## start

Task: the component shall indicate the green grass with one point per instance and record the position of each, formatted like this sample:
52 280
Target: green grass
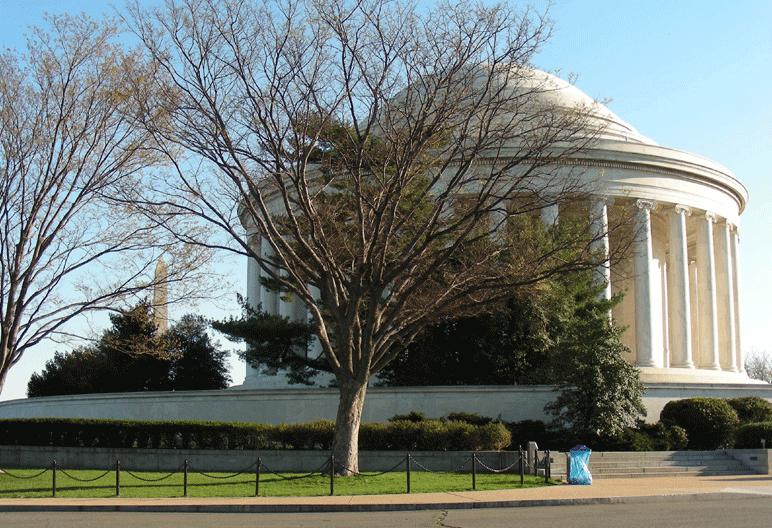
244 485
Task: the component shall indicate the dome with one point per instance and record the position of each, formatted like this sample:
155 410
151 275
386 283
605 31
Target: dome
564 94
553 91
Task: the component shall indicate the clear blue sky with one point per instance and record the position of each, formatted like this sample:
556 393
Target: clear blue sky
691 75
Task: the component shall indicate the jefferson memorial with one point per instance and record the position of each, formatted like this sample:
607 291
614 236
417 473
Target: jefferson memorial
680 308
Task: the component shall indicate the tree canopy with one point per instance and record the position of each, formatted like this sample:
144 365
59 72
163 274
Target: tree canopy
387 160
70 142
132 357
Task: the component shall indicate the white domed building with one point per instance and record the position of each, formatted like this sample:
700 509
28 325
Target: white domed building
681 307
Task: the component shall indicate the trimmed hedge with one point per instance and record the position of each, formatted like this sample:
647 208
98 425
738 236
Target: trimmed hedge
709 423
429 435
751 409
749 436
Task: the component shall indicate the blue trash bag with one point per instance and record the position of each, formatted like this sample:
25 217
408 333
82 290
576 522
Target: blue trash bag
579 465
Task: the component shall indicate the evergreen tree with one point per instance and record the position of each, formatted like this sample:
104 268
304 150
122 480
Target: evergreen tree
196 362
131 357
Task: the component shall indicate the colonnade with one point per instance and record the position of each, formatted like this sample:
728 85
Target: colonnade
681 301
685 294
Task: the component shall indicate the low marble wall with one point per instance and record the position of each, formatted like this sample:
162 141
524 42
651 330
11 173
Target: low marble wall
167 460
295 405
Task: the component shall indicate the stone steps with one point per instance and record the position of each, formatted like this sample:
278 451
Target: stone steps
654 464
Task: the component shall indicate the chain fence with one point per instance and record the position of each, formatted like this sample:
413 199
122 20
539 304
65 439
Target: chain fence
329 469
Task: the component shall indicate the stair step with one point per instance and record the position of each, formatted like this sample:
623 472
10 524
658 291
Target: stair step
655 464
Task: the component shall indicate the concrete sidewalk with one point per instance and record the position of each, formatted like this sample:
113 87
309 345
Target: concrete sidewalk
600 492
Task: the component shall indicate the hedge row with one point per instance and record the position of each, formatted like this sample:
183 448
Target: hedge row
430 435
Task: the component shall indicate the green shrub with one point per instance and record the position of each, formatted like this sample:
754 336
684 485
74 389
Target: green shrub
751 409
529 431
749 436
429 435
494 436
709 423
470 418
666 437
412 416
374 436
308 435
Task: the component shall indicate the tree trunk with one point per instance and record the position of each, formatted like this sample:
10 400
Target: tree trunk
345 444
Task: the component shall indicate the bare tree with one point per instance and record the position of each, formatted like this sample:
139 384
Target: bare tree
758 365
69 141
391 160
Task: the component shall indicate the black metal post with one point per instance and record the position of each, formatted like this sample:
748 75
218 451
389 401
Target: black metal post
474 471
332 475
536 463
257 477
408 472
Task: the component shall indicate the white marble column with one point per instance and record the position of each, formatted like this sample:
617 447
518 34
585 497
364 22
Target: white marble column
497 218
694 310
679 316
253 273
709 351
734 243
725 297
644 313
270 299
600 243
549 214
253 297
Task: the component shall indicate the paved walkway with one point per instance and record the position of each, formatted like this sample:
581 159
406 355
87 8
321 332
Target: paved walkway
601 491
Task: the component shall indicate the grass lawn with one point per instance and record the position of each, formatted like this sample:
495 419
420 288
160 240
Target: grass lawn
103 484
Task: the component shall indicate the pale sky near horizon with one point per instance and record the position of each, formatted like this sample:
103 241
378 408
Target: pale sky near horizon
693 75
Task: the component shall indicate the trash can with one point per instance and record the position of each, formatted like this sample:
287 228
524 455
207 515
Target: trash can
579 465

## end
## start

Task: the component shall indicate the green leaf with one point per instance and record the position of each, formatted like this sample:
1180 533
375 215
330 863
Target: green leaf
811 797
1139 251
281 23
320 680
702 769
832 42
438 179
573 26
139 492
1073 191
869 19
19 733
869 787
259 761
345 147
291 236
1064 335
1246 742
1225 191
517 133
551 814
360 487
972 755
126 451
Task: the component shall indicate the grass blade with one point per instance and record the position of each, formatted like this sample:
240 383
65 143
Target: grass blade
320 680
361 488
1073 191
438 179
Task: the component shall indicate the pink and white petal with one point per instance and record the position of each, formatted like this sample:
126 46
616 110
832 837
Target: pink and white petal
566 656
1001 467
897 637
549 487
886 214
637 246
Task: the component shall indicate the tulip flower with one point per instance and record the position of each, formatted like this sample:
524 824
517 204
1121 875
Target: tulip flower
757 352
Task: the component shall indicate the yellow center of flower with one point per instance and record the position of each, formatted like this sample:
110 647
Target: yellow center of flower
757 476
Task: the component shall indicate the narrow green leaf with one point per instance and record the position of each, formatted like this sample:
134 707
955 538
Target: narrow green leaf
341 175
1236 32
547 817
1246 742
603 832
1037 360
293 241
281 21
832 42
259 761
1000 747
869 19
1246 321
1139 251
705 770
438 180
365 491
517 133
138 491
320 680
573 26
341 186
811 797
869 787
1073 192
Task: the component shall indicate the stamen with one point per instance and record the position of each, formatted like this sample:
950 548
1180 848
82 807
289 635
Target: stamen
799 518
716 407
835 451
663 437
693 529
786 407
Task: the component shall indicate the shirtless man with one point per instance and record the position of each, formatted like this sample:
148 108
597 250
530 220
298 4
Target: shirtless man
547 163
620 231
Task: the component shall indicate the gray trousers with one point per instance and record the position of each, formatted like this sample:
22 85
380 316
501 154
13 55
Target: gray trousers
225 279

## end

▶ [Your goal]: Copy every line in the items above that contains the word "column".

▶ [Result below]:
Task: the component shall indicate the white marble column with one point per instance and record the position of each, formatted like this sample:
Target: white marble column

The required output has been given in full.